Task requirements:
1. According to the code review excerpt, what did the writer conclude in the v4 thread?
2. Copy word for word the part of the code review excerpt from "Do I understand" to "architecture.".

Source extract:
+--
Do I understand correctly that you intend to swap the surface->image on
every frame, or even the surface->image->data? If so, it's my understanding
from reading the source of a bunch of UI implementations a few weeks ago
that this is neither supported nor safe, as some implementations take
long-lived references to these internal data structures until a
dpy_gfx_switch callback. And the implementations for those callbacks are in
turn very expensive in some cases. This is why my conclusion in the v4
thread was that double-buffering was infeasible with the current
architecture.


> >
> >      > +    }
> >      > +
> >      > +    s->using_managed_texture_storage =
> >      > +        (s->texture.storageMode == MTLStorageModeManaged);
> >      > +    dpy_gfx_replace_surface(s->con, s->surface);
> >      > +}
> >      > +
> >      > +static void create_fb(AppleGFXState *s)
> >      > +{
> >      > +    s->con = graphic_console_init(NULL, 0, &apple_gfx_fb_ops, s);
> >      > +    set_mode(s, 1440, 1080);
> >      > +
> >      > +    s->cursor_show = true;
> >      > +}
> >      > +
> >      > +static size_t apple_gfx_get_default_mmio_range_size(void)
> >      > +{
> >      > +    size_t mmio_range_size;
> >      > +    @autoreleasepool {
> >      > +        PGDeviceDescriptor *desc = [PGDeviceDescriptor new];
> >      > +        mmio_range_size = desc.mmioLength;
> >      > +        [desc release];
> >      > +    }
> >      > +    return mmio_range_size;
> >      > +}
> >      > +
> >      > +void apple_gfx_common_init(Object *obj, AppleGFXState *s, const
> >     char* obj_name)
> >      > +{
> >      > +    size_t mmio_range_size =
> >     apple_gfx_get_default_mmio_range_size();
> >      > +
> >      > +    trace_apple_gfx_common_init(obj_name, mmio_range_size);
> >      > +    memory_region_init_io(&s->iomem_gfx, obj, &apple_gfx_ops, s,
> >     obj_name,
> >      > +                          mmio_range_size);
> >      > +
> >      > +    /* TODO: PVG framework supports serialising device state:
> >     integrate it! */
> >      > +}
> >      > +
> >      > +typedef struct AppleGFXMapMemoryJob {
> >      > +    AppleGFXState *state;
> >      > +    PGTask_t *task;
> >      > +    uint64_t virtual_offset;
> >      > +    PGPhysicalMemoryRange_t *ranges;
> >      > +    uint32_t range_count;
> >      > +    bool read_only;
> >      > +    bool success;
> >      > +    bool done;
> >      > +} AppleGFXMapMemoryJob;
> >      > +
> >      > +uintptr_t apple_gfx_host_address_for_gpa_range(uint64_t
> >     guest_physical,
> >      > +                                               uint64_t length,
> >     bool read_only)
+--
Data excerpt:
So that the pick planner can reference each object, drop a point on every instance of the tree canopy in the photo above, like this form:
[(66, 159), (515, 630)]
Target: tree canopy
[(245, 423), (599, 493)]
+--
Answers to the problems:
1. That double-buffering was infeasible with the current architecture.

2.
Do I understand correctly that you intend to swap the surface->image on
every frame, or even the surface->image->data? If so, it's my understanding
from reading the source of a bunch of UI implementations a few weeks ago
that this is neither supported nor safe, as some implementations take
long-lived references to these internal data structures until a
dpy_gfx_switch callback. And the implementations for those callbacks are in
turn very expensive in some cases. This is why my conclusion in the v4
thread was that double-buffering was infeasible with the current
architecture.